→ TASK DESCRIPTION: Below is a set of records. Repeat all of them exactly.
====================
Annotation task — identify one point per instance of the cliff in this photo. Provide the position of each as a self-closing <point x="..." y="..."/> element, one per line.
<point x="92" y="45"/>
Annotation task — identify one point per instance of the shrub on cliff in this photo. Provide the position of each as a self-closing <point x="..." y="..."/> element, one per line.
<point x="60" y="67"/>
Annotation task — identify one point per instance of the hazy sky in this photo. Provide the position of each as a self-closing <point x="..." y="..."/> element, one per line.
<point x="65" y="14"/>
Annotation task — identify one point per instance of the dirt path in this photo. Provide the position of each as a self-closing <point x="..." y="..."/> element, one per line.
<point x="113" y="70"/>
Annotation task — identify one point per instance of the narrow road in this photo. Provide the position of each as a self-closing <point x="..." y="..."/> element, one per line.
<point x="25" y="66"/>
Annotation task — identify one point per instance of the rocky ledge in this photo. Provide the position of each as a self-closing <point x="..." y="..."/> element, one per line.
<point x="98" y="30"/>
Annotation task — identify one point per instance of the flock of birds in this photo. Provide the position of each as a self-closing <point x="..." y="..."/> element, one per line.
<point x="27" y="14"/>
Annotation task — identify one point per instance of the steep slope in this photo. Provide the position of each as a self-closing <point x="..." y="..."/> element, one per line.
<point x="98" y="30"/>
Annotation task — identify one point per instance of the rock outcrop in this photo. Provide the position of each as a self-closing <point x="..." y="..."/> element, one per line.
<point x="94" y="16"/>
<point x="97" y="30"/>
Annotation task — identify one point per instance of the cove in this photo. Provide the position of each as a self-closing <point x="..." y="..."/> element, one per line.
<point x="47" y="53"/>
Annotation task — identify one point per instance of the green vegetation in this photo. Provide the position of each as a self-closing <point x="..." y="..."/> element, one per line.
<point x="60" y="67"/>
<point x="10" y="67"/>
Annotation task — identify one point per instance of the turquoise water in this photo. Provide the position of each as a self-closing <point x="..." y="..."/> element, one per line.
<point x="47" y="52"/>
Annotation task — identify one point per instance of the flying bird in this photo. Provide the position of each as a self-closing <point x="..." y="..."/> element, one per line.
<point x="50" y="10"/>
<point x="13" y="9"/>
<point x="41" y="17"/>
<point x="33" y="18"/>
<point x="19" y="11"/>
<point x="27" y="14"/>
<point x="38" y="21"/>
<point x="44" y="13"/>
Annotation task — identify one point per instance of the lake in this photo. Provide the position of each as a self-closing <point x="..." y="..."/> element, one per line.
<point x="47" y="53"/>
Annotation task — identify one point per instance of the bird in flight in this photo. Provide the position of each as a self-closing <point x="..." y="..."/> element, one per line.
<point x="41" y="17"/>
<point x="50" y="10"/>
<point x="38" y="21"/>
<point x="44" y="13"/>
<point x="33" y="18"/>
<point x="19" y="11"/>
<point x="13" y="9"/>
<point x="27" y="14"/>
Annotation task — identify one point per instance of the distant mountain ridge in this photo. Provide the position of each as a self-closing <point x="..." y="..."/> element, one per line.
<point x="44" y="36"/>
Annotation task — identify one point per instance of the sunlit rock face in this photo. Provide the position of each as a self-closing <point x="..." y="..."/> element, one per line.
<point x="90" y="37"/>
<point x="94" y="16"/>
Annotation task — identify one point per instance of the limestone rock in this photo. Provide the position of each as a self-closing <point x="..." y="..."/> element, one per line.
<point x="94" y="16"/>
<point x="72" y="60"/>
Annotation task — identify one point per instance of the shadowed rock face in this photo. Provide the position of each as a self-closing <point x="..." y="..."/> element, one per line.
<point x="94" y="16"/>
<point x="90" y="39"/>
====================
→ ANSWER IN FULL:
Annotation task — identify one point per instance of the cliff in this photo. Provide the position of each as a self-closing <point x="..." y="..."/> element, one per line.
<point x="92" y="45"/>
Annotation task — identify one point per instance of the shrub on cliff in this photo. Provide the position of each as a self-closing <point x="..." y="..."/> element, one per line.
<point x="60" y="67"/>
Annotation task — identify one point per instance of the hazy sky in this photo. Provide the position of each as a self-closing <point x="..." y="..."/> element, one per line.
<point x="65" y="14"/>
Annotation task — identify one point per instance of the dirt path in this photo. Provide the position of each as a self-closing <point x="..." y="..."/> element, one per line.
<point x="113" y="70"/>
Annotation task — identify one point per instance of the narrow road in this photo. Provide the position of each as a self-closing <point x="..." y="..."/> element, one per line.
<point x="25" y="66"/>
Annotation task — identify one point per instance of the rocky ledge in this photo. Provide the position of each as a self-closing <point x="..." y="..."/> element, one per line.
<point x="98" y="30"/>
Annotation task — identify one point per instance of the flock of birds in this photo. Provide the position of each as a self-closing <point x="..." y="..."/> element, one per line.
<point x="27" y="14"/>
Annotation task — identify one point per instance of the steep slope in this photo. Provide the position of each as a self-closing <point x="..." y="..."/> element, one per line.
<point x="98" y="30"/>
Annotation task — identify one point per instance of the rock outcrop in this photo. Provide the position of each as a self-closing <point x="..." y="..."/> element, one per line.
<point x="94" y="16"/>
<point x="97" y="30"/>
Annotation task — identify one point per instance of the cove in this photo. Provide the position of each as a self-closing <point x="..." y="..."/> element, one per line.
<point x="47" y="53"/>
Annotation task — identify one point per instance of the green vegetation in this photo. Provide the position of each as a self-closing <point x="..." y="..."/> element, one per line.
<point x="60" y="67"/>
<point x="10" y="67"/>
Annotation task — identify one point per instance of the turquoise water in this photo. Provide the position of each as a self-closing <point x="..." y="..."/> element, one per line.
<point x="47" y="52"/>
Annotation task — identify one point per instance of the flying bird in this photo. Provide the position of each as a self-closing <point x="..." y="..."/> element, one per line.
<point x="50" y="10"/>
<point x="13" y="9"/>
<point x="41" y="17"/>
<point x="33" y="18"/>
<point x="19" y="11"/>
<point x="27" y="14"/>
<point x="38" y="21"/>
<point x="44" y="13"/>
Annotation task — identify one point per instance of the lake in this photo. Provide the position of each as a self-closing <point x="..." y="..."/> element, one per line.
<point x="47" y="53"/>
Annotation task — identify one point per instance of the bird in flight in this photo. Provide the position of each as a self-closing <point x="..." y="..."/> element, one per line.
<point x="41" y="17"/>
<point x="50" y="10"/>
<point x="38" y="21"/>
<point x="44" y="13"/>
<point x="33" y="18"/>
<point x="19" y="11"/>
<point x="13" y="9"/>
<point x="27" y="14"/>
Annotation task — identify one point per instance of the distant mountain ridge in this photo. Provide the position of each as a self-closing <point x="..." y="..."/> element, one per line.
<point x="44" y="36"/>
Annotation task — identify one point per instance of the sunlit rock face in this photo. Provide the position of each as a self-closing <point x="..." y="..."/> element, one per line.
<point x="90" y="37"/>
<point x="94" y="16"/>
Annotation task — identify one point per instance of the limestone rock in this photo. Provide the position of each as a self-closing <point x="..." y="..."/> element, one per line.
<point x="94" y="16"/>
<point x="72" y="60"/>
Annotation task — identify one point per instance of the shadowed rock face in this photo. Provide the position of each as a self-closing <point x="..." y="..."/> element, one per line.
<point x="94" y="16"/>
<point x="90" y="39"/>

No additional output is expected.